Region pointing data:
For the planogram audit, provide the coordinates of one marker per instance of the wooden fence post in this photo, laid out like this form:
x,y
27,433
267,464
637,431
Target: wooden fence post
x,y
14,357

**Exercise brief**. The expected output is an exact copy of all the records above.

**Solution**.
For the planogram audit, provide the coordinates of one marker per instance of the wooden fence post in this photo, laid out like this form:
x,y
27,433
267,464
637,431
Target: wooden fence post
x,y
14,357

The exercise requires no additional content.